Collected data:
----
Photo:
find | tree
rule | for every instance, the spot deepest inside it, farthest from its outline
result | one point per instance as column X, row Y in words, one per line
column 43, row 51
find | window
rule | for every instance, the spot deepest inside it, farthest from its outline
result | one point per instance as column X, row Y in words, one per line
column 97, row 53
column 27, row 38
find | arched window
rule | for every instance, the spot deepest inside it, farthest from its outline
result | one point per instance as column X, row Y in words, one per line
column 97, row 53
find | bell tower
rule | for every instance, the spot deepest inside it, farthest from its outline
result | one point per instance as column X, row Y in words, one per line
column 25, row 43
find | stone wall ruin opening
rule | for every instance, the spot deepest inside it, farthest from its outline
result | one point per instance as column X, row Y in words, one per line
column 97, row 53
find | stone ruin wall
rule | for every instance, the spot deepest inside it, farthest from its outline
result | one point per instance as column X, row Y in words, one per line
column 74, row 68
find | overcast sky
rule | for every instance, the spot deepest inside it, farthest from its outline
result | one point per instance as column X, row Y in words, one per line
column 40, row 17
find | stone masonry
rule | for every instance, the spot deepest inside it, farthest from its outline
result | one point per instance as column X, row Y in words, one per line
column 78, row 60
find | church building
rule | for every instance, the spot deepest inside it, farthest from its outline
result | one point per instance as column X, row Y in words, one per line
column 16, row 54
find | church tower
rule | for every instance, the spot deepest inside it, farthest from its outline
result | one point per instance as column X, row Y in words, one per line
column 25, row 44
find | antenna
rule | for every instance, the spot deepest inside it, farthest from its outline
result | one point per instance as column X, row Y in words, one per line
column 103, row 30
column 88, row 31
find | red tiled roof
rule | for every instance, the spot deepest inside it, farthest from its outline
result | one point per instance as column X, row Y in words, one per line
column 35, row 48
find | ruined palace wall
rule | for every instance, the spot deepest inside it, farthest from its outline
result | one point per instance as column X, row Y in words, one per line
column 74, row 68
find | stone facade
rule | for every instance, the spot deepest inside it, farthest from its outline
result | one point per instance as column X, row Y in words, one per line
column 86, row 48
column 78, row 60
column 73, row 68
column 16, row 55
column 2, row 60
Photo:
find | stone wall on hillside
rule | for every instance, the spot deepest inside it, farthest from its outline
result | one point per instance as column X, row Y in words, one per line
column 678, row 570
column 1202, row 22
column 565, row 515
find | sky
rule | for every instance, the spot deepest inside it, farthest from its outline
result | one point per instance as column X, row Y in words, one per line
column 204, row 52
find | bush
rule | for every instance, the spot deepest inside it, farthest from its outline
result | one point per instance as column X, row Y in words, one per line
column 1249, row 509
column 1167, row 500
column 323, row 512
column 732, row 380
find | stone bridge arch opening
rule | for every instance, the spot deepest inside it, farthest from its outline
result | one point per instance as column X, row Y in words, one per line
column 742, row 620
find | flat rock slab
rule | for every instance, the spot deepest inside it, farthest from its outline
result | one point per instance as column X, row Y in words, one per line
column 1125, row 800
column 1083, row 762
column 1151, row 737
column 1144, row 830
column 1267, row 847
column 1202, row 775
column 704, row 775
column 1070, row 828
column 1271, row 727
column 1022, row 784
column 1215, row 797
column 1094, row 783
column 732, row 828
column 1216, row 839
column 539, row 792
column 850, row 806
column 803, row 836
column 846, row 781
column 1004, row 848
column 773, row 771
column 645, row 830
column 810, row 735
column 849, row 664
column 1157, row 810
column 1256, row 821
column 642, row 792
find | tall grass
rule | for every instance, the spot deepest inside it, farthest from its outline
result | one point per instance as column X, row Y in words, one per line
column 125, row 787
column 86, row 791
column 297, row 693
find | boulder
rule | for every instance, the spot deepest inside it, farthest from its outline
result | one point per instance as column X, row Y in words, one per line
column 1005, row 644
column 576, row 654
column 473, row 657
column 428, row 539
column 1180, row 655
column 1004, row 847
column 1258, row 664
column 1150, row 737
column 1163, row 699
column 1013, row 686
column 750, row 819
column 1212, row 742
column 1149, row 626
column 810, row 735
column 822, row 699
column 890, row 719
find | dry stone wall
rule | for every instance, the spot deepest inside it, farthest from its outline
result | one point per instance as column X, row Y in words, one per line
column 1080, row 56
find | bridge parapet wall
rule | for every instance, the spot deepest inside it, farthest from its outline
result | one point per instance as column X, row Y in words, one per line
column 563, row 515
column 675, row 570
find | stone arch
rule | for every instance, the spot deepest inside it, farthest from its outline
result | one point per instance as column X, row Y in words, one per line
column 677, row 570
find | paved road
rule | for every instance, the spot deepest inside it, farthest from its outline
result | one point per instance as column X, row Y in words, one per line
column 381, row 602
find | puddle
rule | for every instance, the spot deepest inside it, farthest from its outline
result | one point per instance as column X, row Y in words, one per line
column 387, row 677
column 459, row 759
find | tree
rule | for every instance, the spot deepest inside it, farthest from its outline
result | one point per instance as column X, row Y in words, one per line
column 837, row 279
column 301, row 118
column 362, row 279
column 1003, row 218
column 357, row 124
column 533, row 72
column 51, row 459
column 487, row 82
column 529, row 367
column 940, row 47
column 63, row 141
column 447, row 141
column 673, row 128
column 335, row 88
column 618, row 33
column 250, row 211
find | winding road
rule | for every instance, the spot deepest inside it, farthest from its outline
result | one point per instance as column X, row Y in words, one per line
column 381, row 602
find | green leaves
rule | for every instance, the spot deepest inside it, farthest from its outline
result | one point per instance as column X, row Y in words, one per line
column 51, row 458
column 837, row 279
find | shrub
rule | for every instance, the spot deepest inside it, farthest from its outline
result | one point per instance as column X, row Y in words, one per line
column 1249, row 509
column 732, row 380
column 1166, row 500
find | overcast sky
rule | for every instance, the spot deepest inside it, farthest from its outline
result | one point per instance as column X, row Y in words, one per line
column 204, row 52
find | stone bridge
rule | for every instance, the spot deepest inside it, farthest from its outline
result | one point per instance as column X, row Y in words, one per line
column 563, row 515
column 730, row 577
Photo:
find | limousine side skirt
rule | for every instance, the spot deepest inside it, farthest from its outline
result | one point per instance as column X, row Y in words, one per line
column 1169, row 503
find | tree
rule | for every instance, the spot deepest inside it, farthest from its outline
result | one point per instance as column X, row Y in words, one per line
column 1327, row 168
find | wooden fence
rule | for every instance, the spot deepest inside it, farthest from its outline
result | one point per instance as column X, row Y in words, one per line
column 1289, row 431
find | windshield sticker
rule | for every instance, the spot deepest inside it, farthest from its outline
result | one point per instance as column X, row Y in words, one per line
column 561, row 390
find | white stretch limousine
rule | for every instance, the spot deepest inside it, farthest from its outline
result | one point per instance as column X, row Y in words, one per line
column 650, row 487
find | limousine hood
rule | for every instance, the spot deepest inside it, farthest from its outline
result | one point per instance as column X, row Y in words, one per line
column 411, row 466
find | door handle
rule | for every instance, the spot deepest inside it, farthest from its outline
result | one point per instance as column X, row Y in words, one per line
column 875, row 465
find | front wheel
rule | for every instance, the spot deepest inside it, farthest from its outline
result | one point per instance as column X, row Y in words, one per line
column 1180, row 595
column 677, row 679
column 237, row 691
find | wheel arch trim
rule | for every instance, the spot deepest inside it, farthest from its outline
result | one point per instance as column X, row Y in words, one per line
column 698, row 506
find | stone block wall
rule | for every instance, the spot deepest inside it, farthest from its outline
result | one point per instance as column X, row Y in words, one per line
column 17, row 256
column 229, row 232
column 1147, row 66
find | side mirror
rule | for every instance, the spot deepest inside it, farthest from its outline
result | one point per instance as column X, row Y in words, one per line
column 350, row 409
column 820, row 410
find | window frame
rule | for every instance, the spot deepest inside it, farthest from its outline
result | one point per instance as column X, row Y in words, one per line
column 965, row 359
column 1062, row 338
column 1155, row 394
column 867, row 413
----
◆ Goal of the exercise:
Reproduce the lines of the data above verbatim, beginning with the line that contains "find | puddle" and continuing through the line that contains "column 459, row 759".

◆ Written response:
find | puddle
rule | for every instance, the spot deepest inside it, farthest from its outline
result | one point per instance as column X, row Y in words, one per line
column 387, row 677
column 459, row 759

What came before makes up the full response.